EXERCISE TASK A
The text about Picton Castle lists the shipboard activities that trainees take part in. Name each of them.

Picton Castle is a 179-foot, three-masted barque rigged ship based in Lunenburg, Nova Scotia, Canada. Picton Castle has a long history of teaching the fundamentals of seamanship aboard a traditionally rigged sailing vessel. Everyone who joins the ship takes part in the ship’s operations. Trainees are involved in sail handling, scrubbing the decks, navigating the ship, and assisting in the galley. If trainees choose to they have the chance to climb Picton Castle’s 100 ft. mast to take in and let out the sails.

This opportunity gives the students of NOMMA a hands-on learning opportunity that will begin their development as safe and competent mariners. NOMMA students have been working with the Delgado Community College Maritime and Industrial Training Center to take courses for their Standards of Training, Certification & Watchkeeping certifications, known in the industry as STCW, an internationally recognized maritime certification. During their time on Picton Castle, students will work alongside the professional crew as they are taught skills in seamanship, watchstanding and navigation, while receiving supplemental instruction from the captain, crew, and a NOMMA faculty member who is accompanying the students on this trip.

EXERCISE TASK B
Quote the entries below, from the line with "[trace] every instance of the submerged car" up to and including the final line of the entries.

RECORDS SHOWN
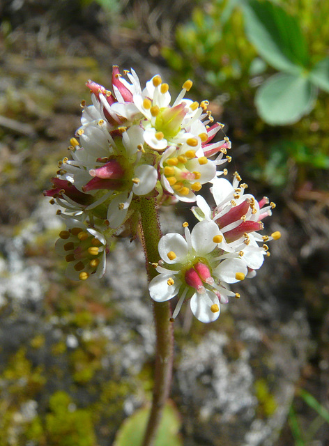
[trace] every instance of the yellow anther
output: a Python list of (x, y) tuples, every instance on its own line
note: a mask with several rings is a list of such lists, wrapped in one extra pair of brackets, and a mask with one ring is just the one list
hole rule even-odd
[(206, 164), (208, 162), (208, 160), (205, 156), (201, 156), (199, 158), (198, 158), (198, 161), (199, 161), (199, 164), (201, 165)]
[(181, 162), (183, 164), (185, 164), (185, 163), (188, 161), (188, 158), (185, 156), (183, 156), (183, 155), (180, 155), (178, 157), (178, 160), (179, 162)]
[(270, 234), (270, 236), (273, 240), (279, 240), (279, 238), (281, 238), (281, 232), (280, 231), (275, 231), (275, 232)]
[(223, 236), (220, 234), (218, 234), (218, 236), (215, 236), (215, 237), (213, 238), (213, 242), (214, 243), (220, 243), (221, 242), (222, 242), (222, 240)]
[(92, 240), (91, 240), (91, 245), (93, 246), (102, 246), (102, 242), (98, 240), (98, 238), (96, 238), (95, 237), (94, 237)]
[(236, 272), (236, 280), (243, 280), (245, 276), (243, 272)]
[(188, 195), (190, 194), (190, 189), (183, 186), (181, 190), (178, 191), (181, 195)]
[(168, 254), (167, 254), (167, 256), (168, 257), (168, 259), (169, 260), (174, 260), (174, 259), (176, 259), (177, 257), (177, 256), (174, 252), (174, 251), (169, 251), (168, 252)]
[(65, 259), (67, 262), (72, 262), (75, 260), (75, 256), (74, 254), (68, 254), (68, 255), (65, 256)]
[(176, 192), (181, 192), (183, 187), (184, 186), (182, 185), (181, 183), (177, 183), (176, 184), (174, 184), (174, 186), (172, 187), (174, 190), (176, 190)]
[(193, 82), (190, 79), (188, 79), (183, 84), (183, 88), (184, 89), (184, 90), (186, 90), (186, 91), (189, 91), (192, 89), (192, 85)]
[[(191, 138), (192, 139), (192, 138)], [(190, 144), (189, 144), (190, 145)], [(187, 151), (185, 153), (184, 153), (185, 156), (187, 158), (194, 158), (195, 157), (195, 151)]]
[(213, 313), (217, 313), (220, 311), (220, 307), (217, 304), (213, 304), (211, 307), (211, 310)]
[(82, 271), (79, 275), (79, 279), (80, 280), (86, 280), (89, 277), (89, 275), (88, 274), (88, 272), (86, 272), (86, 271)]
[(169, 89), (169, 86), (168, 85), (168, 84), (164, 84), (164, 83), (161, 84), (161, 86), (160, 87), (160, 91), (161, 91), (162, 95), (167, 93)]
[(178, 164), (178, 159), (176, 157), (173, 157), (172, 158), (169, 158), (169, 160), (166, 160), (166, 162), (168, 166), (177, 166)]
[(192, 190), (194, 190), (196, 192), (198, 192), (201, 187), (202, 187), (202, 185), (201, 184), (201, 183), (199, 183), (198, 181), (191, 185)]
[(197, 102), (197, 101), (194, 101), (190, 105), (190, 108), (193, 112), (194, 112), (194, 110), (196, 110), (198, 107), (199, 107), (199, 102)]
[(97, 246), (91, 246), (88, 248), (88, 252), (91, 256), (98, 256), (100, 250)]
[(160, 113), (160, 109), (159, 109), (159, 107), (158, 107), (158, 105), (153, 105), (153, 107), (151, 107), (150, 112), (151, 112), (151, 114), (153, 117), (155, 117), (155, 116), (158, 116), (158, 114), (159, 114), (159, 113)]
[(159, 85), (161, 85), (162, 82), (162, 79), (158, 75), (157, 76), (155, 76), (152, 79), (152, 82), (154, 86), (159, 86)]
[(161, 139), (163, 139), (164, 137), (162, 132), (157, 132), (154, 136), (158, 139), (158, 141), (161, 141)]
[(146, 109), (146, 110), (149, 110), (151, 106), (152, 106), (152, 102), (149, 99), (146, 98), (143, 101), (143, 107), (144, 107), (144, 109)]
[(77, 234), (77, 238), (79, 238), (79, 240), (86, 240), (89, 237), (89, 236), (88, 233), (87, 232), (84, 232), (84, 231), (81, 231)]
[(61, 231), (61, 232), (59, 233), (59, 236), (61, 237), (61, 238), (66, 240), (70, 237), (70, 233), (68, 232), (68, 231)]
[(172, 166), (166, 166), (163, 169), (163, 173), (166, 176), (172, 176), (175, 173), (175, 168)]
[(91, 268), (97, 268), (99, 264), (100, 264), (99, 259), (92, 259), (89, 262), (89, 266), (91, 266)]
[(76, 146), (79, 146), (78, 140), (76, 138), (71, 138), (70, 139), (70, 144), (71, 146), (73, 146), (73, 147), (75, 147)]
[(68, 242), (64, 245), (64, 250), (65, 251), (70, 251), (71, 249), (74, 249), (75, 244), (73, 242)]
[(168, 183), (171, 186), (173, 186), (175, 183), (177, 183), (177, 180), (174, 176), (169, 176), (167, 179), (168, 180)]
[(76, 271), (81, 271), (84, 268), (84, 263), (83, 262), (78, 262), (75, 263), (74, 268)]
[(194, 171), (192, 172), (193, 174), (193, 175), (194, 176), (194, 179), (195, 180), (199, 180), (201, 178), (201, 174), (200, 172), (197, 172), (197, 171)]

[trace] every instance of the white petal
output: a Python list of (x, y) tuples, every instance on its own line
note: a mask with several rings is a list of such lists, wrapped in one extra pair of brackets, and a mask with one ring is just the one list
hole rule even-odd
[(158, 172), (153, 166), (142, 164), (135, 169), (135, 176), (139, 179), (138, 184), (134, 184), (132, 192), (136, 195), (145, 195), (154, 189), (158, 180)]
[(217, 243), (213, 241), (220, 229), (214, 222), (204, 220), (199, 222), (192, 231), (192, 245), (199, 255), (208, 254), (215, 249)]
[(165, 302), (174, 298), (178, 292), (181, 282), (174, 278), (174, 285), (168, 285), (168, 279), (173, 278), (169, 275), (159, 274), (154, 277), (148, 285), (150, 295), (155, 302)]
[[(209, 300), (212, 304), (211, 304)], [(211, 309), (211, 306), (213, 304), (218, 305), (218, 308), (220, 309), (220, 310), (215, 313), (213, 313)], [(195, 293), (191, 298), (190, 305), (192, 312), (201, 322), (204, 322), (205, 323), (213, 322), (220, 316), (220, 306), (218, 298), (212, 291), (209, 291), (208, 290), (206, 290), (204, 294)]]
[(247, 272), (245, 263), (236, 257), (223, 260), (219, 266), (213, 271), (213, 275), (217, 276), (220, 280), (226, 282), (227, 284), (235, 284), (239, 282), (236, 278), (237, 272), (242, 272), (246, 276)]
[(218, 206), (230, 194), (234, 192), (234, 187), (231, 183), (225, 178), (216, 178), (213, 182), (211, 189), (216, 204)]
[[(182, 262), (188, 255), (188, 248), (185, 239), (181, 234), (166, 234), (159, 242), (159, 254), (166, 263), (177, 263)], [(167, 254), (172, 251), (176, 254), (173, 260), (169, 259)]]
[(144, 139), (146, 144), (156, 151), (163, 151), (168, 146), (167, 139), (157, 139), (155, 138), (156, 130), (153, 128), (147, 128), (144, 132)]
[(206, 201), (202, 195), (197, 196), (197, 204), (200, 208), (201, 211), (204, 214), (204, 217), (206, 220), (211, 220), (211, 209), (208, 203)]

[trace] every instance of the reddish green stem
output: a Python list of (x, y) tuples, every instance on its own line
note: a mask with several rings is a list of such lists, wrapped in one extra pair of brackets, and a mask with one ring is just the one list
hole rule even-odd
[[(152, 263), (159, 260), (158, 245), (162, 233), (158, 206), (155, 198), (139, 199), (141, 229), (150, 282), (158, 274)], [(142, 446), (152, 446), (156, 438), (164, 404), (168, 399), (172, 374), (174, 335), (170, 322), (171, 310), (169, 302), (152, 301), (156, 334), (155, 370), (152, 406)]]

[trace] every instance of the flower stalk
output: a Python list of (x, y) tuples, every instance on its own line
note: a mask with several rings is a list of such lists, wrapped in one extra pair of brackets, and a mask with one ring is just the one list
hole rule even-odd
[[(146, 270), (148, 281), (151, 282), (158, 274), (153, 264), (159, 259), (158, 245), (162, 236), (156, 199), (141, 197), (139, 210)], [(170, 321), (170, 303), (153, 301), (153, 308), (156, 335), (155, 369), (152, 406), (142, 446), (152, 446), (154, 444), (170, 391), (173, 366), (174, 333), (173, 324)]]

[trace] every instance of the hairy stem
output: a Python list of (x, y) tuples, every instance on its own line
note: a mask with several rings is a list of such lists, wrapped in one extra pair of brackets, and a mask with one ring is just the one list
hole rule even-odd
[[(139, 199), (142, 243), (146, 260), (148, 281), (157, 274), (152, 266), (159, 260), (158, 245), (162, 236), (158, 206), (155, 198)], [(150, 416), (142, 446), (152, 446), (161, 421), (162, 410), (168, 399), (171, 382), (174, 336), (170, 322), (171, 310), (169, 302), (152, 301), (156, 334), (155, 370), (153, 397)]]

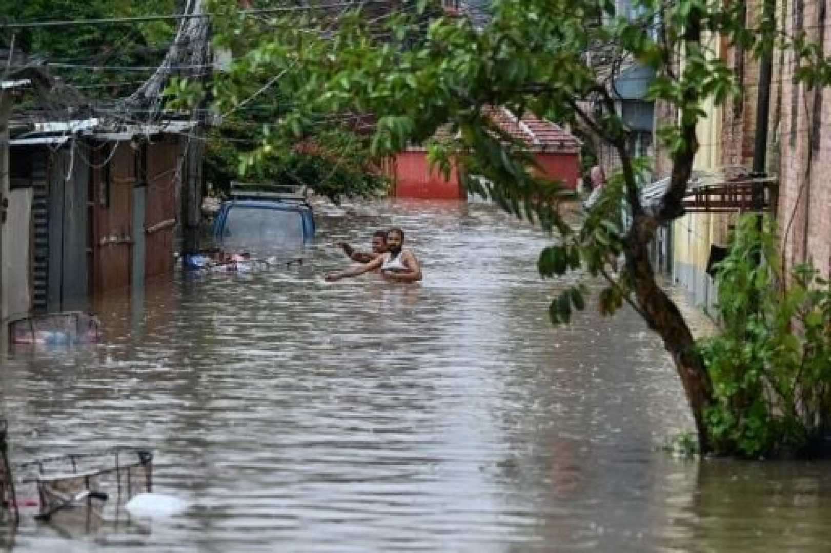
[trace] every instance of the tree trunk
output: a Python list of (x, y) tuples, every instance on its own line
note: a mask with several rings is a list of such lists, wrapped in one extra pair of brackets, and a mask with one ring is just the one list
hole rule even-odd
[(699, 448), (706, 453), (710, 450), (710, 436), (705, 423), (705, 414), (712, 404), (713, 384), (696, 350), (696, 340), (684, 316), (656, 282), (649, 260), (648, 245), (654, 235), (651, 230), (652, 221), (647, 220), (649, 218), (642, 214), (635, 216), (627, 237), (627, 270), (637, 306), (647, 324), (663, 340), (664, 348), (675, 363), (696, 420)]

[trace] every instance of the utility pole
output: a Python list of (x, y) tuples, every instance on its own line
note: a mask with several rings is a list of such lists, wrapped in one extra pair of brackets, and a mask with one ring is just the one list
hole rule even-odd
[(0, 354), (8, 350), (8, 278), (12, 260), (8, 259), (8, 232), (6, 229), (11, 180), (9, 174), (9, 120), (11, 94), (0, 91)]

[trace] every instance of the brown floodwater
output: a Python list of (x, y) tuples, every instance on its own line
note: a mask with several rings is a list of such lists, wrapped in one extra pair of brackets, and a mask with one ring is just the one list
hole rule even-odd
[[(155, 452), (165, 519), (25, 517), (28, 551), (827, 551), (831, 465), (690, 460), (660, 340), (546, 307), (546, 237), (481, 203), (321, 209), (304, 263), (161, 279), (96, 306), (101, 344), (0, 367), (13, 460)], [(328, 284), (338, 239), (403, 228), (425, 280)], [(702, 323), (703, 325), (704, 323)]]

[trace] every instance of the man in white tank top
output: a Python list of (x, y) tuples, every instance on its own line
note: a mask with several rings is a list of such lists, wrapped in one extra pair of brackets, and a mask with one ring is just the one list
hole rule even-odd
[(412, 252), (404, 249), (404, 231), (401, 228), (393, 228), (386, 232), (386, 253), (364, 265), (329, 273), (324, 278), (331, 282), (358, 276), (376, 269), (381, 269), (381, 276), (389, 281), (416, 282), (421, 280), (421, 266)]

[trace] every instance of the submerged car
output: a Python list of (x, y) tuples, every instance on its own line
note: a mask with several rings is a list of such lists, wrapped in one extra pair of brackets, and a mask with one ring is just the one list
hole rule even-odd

FINAL RESULT A
- Sail handling
- Scrubbing the decks
- Navigating the ship
- Assisting in the galley

FINAL RESULT B
[trace] every instance of the submerged car
output: a Python list of (x, y) tuples, every instance on its own line
note: a mask with several rings is a list of such lists, wrapped in one extra pair of brackets, and a mask with one ring is just the one list
hole rule even-odd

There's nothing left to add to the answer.